» Source extract:
*** Block opens ***
Suicide is now the No. 8 leading cause of death in Montgomery County as of 2017. The county saw an 83% increase in suicide-related deaths over 10 years—up from 47 deaths in 2007 to 86 in 2017—according to the Centers for Disease Control and Prevention.
CDC data shows suicide as the No. 2 leading cause of death in Texas and in the U.S. for people ages 10-34 in 2017. The year also marked the first time suicide was the second-leading cause of death for those ages 10-14 in Texas. According to the Montgomery County Sheriff’s Office, there were three confirmed suicides by residents younger than 17 and 15 suicides by residents younger than 25 in 2018 locally.
Precinct 1 Justice of the Peace Wayne Mack said Montgomery County saw an average of two or three suicides per week last year.
“Suicide, in our nation, is a silent epidemic,” Mack said. “I believe there are 150 or 160 counties in Texas that don’t even have a psychiatrist.”
Mack said he believes the lack of psychiatric hospitals and resources for those seeking treatment is an issue across the state, although the Montgomery County area has multiple offerings, such as Tri-County Behavioral Healthcare, Counseling Center of Montgomery County and Lake Conroe Counseling Center.
Conroe ISD partnered with Tri-County Behavioral Healthcare last July to launch a mental health pilot program at Armstrong Elementary and Grangerland Intermediate as one way to address the increasing needs of youth. School-based threats of violence—from mass shootings to bomb threats seen nationwide that often stem from mental health needs—rose 61.3% from the 2016-17 to the 2017-18 school year, according to CISD officials.
Evan Roberson, executive director of Tri-County Behavioral Healthcare, said its number of patients in need of crisis services has increased over the past three years, with last year showing a growth of nearly 20% and this year anticipated to be the same.
“In the first four months of the year, we had already utilized half of our total funding—usually, the first four months are our slower months,” Roberson said. “We’re concerned about the pace we’re on for folks showing up in crisis. A lot of those people are suicidal … but we’re seeing an increase in persons seeking crisis mental health care across our service area.”
*** Block closes ***
» Requirement:
From the article on suicide in Montgomery County, answer:
(a) How many suicide-related deaths did the county have in 2017?
(b) At which two schools did Conroe ISD and Tri-County Behavioral Healthcare launch the mental health pilot program?
(c) By what percentage did school-based threats of violence rise from the 2016-17 to the 2017-18 school year?

» Given information:
*** Block opens ***
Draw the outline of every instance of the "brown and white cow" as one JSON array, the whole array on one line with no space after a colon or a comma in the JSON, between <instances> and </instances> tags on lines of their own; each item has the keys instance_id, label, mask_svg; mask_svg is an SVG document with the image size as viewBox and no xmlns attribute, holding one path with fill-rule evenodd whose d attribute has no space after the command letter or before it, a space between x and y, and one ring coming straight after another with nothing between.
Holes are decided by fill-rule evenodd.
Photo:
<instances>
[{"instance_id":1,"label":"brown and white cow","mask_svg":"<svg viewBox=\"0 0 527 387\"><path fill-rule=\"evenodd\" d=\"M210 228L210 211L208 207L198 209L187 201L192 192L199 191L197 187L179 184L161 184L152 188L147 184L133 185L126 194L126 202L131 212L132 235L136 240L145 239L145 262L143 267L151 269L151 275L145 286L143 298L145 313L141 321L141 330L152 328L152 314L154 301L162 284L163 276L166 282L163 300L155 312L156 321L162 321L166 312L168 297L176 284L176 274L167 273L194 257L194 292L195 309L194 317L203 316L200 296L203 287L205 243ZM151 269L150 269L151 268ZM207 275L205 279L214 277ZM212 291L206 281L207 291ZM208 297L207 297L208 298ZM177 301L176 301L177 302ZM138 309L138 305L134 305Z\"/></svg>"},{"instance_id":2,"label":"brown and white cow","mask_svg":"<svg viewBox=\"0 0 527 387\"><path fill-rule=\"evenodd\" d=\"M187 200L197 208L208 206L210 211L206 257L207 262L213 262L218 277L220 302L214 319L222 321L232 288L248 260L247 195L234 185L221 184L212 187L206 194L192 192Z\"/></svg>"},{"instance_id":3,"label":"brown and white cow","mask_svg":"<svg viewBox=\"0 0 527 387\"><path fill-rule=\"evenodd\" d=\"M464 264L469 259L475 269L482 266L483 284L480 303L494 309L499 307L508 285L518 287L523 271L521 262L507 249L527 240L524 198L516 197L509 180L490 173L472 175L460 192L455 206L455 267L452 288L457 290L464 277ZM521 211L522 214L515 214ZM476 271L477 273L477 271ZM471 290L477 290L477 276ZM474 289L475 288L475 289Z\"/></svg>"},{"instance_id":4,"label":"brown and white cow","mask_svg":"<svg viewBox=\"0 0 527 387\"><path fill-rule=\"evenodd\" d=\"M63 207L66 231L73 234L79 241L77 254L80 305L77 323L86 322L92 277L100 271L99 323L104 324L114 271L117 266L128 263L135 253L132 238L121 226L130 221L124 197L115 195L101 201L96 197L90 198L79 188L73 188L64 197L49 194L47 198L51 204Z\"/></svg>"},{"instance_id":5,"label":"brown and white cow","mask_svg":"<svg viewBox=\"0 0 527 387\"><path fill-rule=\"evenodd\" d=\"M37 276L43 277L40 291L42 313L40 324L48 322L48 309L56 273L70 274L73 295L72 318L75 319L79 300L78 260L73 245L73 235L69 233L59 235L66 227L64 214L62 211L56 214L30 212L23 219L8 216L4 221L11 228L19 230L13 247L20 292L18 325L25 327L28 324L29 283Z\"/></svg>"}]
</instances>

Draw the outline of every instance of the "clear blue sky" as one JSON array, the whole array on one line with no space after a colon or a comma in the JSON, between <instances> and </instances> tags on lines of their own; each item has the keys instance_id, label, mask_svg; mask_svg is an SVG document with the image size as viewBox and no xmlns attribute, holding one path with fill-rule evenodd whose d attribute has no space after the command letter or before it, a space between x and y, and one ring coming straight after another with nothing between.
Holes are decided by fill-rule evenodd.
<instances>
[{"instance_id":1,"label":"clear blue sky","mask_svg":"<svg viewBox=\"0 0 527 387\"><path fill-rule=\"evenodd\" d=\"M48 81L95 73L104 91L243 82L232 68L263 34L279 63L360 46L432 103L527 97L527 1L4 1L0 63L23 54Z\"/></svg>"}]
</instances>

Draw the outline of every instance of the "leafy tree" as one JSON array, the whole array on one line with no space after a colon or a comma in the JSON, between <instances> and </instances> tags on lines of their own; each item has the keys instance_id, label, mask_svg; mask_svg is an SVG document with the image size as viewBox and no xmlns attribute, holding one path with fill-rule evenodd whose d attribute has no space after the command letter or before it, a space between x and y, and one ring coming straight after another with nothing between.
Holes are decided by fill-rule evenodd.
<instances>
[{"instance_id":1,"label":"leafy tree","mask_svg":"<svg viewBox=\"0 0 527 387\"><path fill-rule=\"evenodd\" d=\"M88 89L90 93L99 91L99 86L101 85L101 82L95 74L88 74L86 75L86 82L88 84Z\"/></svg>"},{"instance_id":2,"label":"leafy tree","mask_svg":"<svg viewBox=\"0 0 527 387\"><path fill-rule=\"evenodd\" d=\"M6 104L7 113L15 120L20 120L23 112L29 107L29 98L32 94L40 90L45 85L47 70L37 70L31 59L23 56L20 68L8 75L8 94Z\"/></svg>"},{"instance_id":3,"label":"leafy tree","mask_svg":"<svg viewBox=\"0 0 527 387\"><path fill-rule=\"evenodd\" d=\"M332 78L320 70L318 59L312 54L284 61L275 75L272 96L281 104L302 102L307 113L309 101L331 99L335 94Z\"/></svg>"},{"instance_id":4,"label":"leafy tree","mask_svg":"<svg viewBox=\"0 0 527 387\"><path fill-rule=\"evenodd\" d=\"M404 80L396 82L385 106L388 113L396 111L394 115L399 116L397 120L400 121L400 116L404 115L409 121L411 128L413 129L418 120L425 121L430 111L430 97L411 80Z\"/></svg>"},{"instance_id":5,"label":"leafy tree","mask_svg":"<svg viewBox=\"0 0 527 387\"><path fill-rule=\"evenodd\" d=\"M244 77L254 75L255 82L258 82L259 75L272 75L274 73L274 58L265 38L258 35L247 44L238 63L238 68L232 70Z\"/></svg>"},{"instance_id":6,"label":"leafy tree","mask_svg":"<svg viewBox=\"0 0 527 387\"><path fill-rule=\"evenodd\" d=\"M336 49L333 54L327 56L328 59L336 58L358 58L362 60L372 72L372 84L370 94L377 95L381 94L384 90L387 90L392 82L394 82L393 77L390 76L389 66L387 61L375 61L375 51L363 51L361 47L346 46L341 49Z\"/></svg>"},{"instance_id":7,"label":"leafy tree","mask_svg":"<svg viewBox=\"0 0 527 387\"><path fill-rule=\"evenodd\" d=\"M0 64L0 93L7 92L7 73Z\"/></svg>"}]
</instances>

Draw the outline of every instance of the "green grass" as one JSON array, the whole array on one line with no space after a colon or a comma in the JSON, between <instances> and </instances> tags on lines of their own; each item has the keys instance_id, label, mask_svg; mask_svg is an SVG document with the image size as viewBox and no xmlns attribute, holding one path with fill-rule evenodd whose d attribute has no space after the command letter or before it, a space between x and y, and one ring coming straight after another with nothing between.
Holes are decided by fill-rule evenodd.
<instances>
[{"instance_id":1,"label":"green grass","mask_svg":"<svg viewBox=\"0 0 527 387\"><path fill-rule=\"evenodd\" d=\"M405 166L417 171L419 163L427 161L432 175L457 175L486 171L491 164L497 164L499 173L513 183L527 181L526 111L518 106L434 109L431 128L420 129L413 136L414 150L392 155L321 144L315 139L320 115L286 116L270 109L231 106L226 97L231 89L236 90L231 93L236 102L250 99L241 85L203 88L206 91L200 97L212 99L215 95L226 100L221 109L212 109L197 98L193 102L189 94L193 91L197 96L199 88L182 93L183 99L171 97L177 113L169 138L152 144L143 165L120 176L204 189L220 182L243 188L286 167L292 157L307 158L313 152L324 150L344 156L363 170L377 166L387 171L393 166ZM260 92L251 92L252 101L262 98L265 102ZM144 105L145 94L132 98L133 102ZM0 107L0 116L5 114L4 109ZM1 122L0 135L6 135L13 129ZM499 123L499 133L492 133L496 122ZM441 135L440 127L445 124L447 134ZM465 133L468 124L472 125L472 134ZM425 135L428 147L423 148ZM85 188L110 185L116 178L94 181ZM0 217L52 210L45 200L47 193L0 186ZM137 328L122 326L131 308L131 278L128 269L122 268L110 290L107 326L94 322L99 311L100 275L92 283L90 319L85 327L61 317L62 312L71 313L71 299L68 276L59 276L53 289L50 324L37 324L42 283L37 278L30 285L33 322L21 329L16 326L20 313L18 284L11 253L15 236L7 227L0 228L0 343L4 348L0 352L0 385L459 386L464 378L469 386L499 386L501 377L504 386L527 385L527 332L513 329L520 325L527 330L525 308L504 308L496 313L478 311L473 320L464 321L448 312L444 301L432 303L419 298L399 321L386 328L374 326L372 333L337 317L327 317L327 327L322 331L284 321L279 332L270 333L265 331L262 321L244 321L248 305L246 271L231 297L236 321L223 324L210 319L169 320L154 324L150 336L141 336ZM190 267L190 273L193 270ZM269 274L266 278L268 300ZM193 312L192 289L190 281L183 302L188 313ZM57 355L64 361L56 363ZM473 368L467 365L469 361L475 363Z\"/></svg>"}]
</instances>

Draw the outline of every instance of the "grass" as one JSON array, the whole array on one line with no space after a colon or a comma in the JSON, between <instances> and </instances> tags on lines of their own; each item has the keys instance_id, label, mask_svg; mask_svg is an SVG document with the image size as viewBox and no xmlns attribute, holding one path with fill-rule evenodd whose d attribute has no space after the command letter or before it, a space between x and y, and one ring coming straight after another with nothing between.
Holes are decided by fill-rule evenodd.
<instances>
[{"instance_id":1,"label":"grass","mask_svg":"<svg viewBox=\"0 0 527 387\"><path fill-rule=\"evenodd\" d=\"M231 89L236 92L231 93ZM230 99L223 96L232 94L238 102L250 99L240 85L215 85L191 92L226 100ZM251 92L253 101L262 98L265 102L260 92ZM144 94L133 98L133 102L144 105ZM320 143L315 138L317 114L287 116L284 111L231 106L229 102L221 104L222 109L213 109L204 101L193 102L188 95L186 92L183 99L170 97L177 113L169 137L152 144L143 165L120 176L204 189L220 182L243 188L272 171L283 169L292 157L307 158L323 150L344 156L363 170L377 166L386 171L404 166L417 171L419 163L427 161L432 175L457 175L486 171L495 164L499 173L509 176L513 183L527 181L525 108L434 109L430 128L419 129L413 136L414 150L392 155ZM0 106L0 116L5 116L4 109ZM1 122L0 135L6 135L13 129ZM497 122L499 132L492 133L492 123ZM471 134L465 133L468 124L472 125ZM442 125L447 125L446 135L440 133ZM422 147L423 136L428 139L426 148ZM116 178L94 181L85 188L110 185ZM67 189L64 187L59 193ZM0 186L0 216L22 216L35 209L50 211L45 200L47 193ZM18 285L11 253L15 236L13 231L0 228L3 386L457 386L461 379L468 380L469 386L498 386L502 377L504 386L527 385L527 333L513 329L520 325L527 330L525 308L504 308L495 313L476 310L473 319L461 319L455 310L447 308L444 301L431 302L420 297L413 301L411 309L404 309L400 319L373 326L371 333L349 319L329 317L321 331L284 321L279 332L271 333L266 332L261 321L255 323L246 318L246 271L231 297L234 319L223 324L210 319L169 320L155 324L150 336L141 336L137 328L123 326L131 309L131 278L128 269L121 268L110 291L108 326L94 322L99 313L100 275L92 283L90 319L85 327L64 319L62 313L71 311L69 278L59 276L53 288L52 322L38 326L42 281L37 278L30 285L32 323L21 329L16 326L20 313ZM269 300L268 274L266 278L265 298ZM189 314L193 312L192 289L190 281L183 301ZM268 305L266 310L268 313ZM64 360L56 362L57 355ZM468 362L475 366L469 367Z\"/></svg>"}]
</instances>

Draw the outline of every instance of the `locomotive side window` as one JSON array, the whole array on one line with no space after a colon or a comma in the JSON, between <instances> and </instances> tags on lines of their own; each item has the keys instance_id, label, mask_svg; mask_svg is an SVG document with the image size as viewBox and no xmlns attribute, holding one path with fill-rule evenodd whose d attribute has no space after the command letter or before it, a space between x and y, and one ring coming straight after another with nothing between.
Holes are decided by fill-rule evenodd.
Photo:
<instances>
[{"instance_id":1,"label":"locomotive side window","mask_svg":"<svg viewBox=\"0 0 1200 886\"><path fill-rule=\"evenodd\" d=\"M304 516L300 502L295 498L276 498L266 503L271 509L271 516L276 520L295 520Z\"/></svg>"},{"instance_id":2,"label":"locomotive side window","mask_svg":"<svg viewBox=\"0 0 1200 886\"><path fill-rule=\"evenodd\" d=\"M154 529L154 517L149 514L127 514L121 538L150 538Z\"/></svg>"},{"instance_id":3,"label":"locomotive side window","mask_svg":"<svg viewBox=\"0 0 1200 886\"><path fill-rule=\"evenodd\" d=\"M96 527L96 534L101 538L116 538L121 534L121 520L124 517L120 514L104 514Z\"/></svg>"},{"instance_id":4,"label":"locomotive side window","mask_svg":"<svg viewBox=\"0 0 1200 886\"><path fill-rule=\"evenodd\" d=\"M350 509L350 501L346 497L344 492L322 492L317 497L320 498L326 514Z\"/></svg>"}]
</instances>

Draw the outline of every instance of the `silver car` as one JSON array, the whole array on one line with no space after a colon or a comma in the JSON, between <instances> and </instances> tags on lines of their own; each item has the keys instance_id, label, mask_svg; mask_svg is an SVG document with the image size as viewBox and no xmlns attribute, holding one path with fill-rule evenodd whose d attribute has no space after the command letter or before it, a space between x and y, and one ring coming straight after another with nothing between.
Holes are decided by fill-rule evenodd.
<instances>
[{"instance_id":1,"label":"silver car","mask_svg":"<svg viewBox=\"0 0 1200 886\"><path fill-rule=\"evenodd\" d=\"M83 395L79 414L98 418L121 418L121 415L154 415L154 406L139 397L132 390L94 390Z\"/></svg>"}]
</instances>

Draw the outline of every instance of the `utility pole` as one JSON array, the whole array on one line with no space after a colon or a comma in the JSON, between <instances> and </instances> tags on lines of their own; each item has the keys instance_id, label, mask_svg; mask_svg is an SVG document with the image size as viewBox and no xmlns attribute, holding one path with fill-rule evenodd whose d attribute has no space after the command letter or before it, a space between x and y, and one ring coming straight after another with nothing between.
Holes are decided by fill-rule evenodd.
*** Block closes ***
» Result of the exercise:
(a) 86
(b) Armstrong Elementary and Grangerland Intermediate
(c) 61.3%